## AIM OF THE TASK
Go through the material below and return each line with the string "racing" in it.

## DATA EXTRACTS
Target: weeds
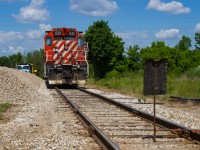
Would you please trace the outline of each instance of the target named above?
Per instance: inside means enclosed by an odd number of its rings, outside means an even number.
[[[9,108],[12,107],[10,103],[2,103],[0,104],[0,120],[3,120],[3,112],[6,112]]]
[[[190,70],[179,76],[174,74],[167,75],[167,93],[163,96],[163,99],[168,99],[169,96],[200,98],[199,70],[199,68]],[[114,89],[123,94],[134,94],[143,97],[143,80],[143,71],[125,72],[122,74],[112,73],[106,78],[97,81],[89,79],[88,84]]]

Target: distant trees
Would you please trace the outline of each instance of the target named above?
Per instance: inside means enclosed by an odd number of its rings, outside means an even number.
[[[175,72],[179,62],[178,50],[165,45],[163,41],[152,42],[151,47],[146,47],[141,50],[141,58],[144,63],[145,59],[167,59],[168,70]]]
[[[0,57],[0,66],[10,67],[10,59],[7,56]]]
[[[0,66],[6,66],[9,68],[15,68],[16,64],[22,63],[23,55],[18,52],[17,54],[11,56],[2,56],[0,57]]]
[[[200,50],[200,33],[195,33],[195,41],[196,41],[196,44],[195,44],[195,47],[197,50]]]
[[[129,46],[127,49],[127,58],[128,58],[128,69],[132,71],[137,71],[141,68],[141,55],[140,48],[138,45]]]
[[[37,75],[43,76],[43,49],[27,53],[23,56],[20,52],[10,56],[0,57],[0,66],[15,68],[17,64],[33,64],[37,70]]]
[[[37,75],[43,77],[44,73],[44,50],[40,49],[37,51],[29,52],[26,55],[27,63],[33,64],[34,69],[37,70]]]
[[[178,45],[175,47],[179,50],[189,50],[189,48],[192,46],[191,39],[185,35],[182,36],[181,40],[178,42]]]
[[[166,46],[164,42],[152,42],[151,47],[141,50],[141,58],[160,60],[166,58],[168,60],[168,71],[177,74],[183,73],[189,68],[200,65],[200,52],[190,50],[191,39],[182,36],[182,39],[175,47]]]
[[[183,35],[175,47],[166,46],[163,41],[154,41],[145,48],[135,44],[127,48],[126,55],[122,39],[111,31],[108,22],[94,22],[86,31],[85,38],[89,42],[89,61],[95,78],[141,70],[145,59],[167,59],[168,72],[176,74],[200,65],[200,33],[195,34],[196,50],[190,50],[191,39]]]
[[[169,47],[165,42],[156,41],[151,43],[151,47],[146,47],[141,50],[141,57],[145,59],[160,60],[169,57]]]

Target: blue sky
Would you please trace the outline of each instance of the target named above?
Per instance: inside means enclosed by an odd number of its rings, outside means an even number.
[[[108,21],[125,47],[164,41],[174,46],[186,35],[195,44],[200,32],[199,0],[0,0],[0,56],[43,48],[45,30],[87,30]]]

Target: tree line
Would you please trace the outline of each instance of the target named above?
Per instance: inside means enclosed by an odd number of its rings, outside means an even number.
[[[194,39],[195,49],[191,49],[191,39],[184,35],[174,47],[167,46],[163,41],[154,41],[145,48],[133,44],[125,49],[122,38],[115,35],[104,20],[93,22],[85,33],[90,48],[90,71],[96,79],[126,71],[139,71],[143,69],[145,59],[167,59],[168,72],[181,74],[200,65],[200,33],[195,33]],[[37,75],[42,77],[43,55],[43,49],[40,49],[25,56],[20,52],[2,56],[0,66],[15,68],[16,64],[32,63],[38,70]]]
[[[22,55],[20,52],[10,56],[0,57],[0,66],[5,66],[8,68],[16,68],[17,64],[33,64],[34,70],[37,70],[37,75],[43,77],[43,49],[35,50]]]
[[[139,71],[145,59],[167,59],[168,72],[181,74],[200,65],[200,33],[195,33],[195,49],[191,39],[182,36],[174,47],[163,41],[154,41],[151,46],[140,48],[137,44],[124,49],[124,42],[116,36],[106,21],[97,21],[89,26],[85,38],[89,43],[89,61],[93,75],[100,79],[124,71]]]

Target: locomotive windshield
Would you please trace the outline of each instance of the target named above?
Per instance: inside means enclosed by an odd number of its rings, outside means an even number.
[[[46,46],[51,46],[51,44],[52,44],[52,39],[50,36],[47,36],[46,37]]]
[[[78,37],[78,46],[83,46],[83,38],[82,37]]]

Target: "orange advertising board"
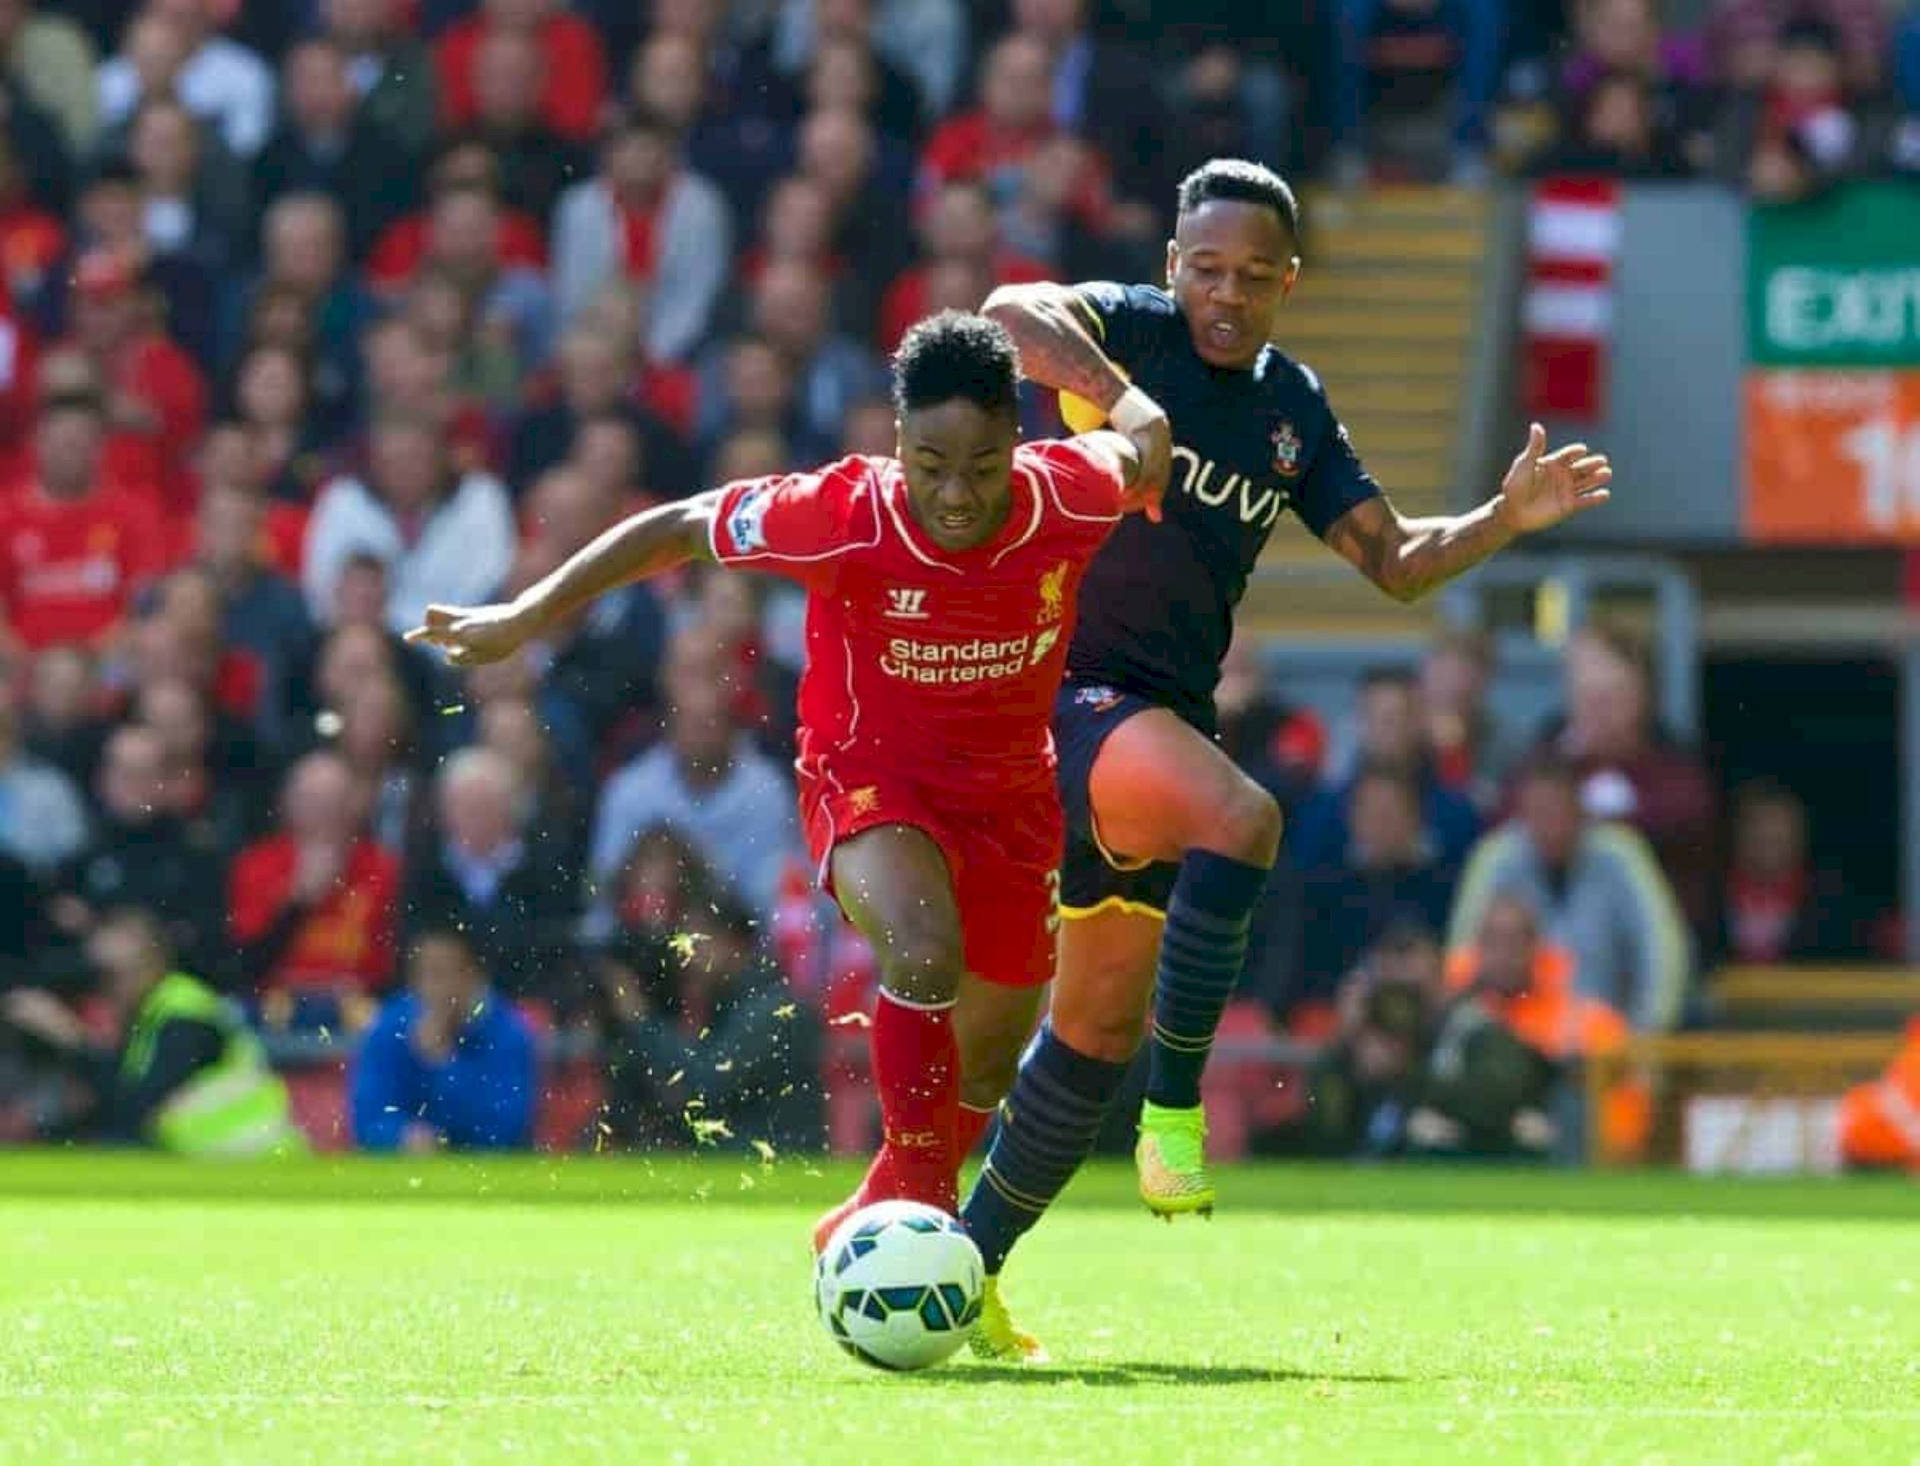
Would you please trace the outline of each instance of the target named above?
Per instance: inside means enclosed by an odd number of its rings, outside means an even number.
[[[1746,533],[1920,544],[1920,372],[1749,370]]]

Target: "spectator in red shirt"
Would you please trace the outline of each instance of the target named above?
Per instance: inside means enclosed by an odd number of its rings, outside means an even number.
[[[1004,248],[994,220],[993,200],[976,179],[956,178],[940,185],[920,218],[924,258],[887,287],[880,302],[880,349],[891,354],[907,327],[930,313],[928,278],[945,260],[966,260],[984,268],[988,289],[1051,278],[1045,265]]]
[[[440,38],[433,63],[443,125],[468,127],[479,116],[480,47],[500,31],[528,37],[545,58],[540,116],[546,125],[569,141],[590,140],[607,98],[607,57],[593,27],[559,0],[483,0],[480,14]]]
[[[1837,871],[1814,863],[1807,807],[1756,779],[1733,795],[1732,860],[1718,892],[1712,955],[1729,962],[1865,956],[1859,909]]]
[[[188,252],[156,251],[147,237],[146,185],[133,164],[109,157],[88,178],[71,236],[72,253],[49,282],[48,307],[71,324],[79,265],[88,255],[119,257],[159,297],[162,319],[211,323],[220,319],[224,282],[208,261]]]
[[[955,178],[977,178],[996,204],[1019,196],[1020,172],[1033,150],[1054,134],[1052,65],[1047,49],[1031,36],[1006,37],[987,53],[980,76],[980,105],[950,117],[935,130],[920,158],[920,181],[931,193]],[[1104,189],[1089,178],[1081,200],[1093,210]]]
[[[370,289],[391,294],[407,287],[427,257],[435,202],[442,194],[462,188],[482,188],[496,199],[501,194],[500,160],[475,137],[450,138],[441,145],[427,170],[427,207],[388,225],[367,257]],[[500,220],[500,263],[546,269],[546,221],[521,210],[506,210]]]
[[[1493,646],[1473,631],[1442,631],[1420,660],[1420,712],[1434,772],[1483,812],[1499,803],[1507,775],[1525,753],[1487,706]]]
[[[296,674],[313,654],[314,634],[299,586],[274,568],[258,491],[232,479],[201,490],[194,564],[219,592],[222,641],[260,669],[255,725],[284,746]]]
[[[33,478],[0,499],[0,646],[111,642],[158,568],[159,516],[146,496],[103,483],[103,437],[96,396],[41,407]]]
[[[500,160],[500,188],[508,208],[536,219],[553,214],[554,201],[591,168],[587,149],[561,137],[540,111],[545,58],[531,36],[496,30],[474,56],[475,134]]]
[[[293,766],[280,833],[233,863],[227,930],[263,994],[371,995],[393,978],[399,863],[361,830],[365,791],[337,754]]]
[[[106,476],[157,489],[163,504],[185,509],[207,389],[161,325],[143,266],[115,251],[89,251],[74,276],[73,325],[106,393]]]

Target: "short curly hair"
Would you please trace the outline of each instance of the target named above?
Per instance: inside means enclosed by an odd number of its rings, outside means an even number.
[[[942,311],[908,331],[893,354],[898,412],[955,400],[988,412],[1018,412],[1020,353],[1006,328],[985,316]]]
[[[1235,203],[1261,204],[1280,218],[1297,249],[1300,244],[1300,201],[1286,179],[1261,163],[1245,158],[1214,158],[1202,163],[1180,180],[1179,210],[1191,214],[1202,204],[1216,199]]]

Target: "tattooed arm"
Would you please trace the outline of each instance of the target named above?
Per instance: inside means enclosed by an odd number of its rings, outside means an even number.
[[[1094,338],[1099,317],[1077,290],[1052,283],[1002,285],[980,310],[1013,337],[1027,380],[1071,392],[1099,408],[1139,448],[1136,482],[1154,489],[1165,485],[1173,470],[1173,429],[1166,412],[1128,382],[1101,349]]]
[[[1328,546],[1397,601],[1417,601],[1523,534],[1607,502],[1613,468],[1572,443],[1548,453],[1538,423],[1495,494],[1465,514],[1404,518],[1384,496],[1356,504],[1326,533]]]
[[[1084,397],[1102,412],[1126,392],[1126,373],[1100,349],[1088,325],[1093,314],[1071,285],[1002,285],[980,313],[1006,327],[1028,380]]]

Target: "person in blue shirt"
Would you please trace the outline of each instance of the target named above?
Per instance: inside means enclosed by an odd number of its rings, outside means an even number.
[[[1287,846],[1297,869],[1339,865],[1346,859],[1354,789],[1368,773],[1391,774],[1410,783],[1420,801],[1424,843],[1442,865],[1465,864],[1468,850],[1480,838],[1480,812],[1464,794],[1442,784],[1434,770],[1420,719],[1420,688],[1412,674],[1383,669],[1360,679],[1360,748],[1352,775],[1321,789],[1294,813]]]
[[[406,991],[381,1008],[353,1066],[363,1150],[513,1150],[533,1143],[533,1030],[495,993],[467,939],[421,930]]]
[[[1152,1009],[1140,1193],[1211,1212],[1200,1075],[1280,846],[1273,797],[1214,740],[1233,615],[1283,513],[1410,601],[1517,536],[1604,503],[1612,469],[1534,424],[1466,514],[1408,518],[1361,466],[1320,379],[1273,344],[1300,280],[1300,214],[1270,169],[1216,158],[1181,183],[1165,288],[1002,286],[983,311],[1075,431],[1164,424],[1160,522],[1133,516],[1088,567],[1054,712],[1067,848],[1047,1023],[1001,1106],[964,1208],[997,1285],[1007,1253],[1091,1150]],[[976,1352],[1039,1356],[997,1286]]]

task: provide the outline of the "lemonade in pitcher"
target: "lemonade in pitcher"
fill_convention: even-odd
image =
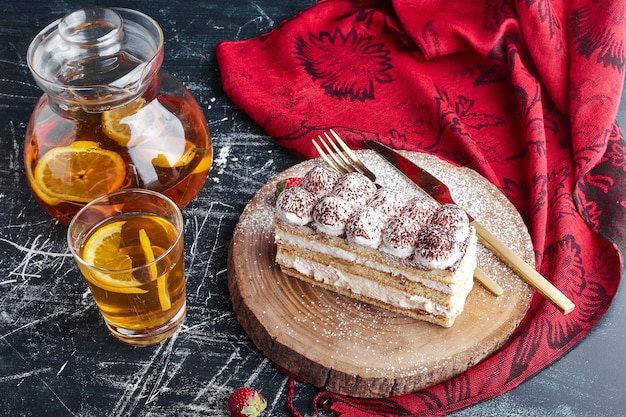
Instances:
[[[162,60],[158,24],[128,9],[81,9],[33,40],[28,63],[45,94],[26,130],[24,163],[51,216],[67,224],[120,188],[159,191],[181,208],[202,189],[210,132]]]

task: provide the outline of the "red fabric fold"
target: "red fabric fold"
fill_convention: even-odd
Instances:
[[[316,157],[337,131],[469,166],[522,214],[539,295],[498,352],[415,394],[321,392],[340,416],[444,415],[506,392],[581,340],[609,307],[626,248],[623,1],[321,1],[256,39],[223,42],[223,86],[278,143]],[[317,405],[316,405],[317,407]]]

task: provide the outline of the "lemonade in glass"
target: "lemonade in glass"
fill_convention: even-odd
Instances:
[[[125,189],[71,221],[68,243],[111,333],[134,345],[171,336],[185,318],[183,223],[168,197]]]

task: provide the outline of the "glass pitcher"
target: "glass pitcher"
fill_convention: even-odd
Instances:
[[[67,224],[119,188],[159,191],[181,208],[202,189],[211,134],[162,61],[158,23],[129,9],[80,9],[32,41],[28,65],[44,94],[26,130],[24,164],[52,217]]]

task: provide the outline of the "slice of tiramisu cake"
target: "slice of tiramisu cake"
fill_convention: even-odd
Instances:
[[[473,286],[476,234],[456,205],[322,166],[281,192],[276,262],[314,285],[443,327]]]

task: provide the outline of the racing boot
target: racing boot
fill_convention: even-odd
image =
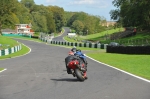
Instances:
[[[66,68],[67,68],[67,73],[68,73],[68,74],[71,74],[70,68],[68,68],[68,67],[66,67]]]
[[[84,72],[84,76],[83,76],[85,79],[88,79],[87,75],[86,75],[86,72]]]
[[[82,65],[79,65],[79,69],[80,69],[81,71],[83,71],[83,72],[86,71],[86,69],[85,69]]]

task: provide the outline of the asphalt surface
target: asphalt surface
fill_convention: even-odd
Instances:
[[[64,29],[64,33],[58,37],[53,38],[52,41],[65,41],[63,37],[66,36],[68,32],[70,32],[70,29],[68,27],[64,27]]]
[[[0,99],[150,99],[150,83],[87,58],[88,79],[67,74],[70,49],[26,40],[27,55],[0,60]]]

## RESPONSE AREA
task: provide the outline of the racing boot
target: racing boot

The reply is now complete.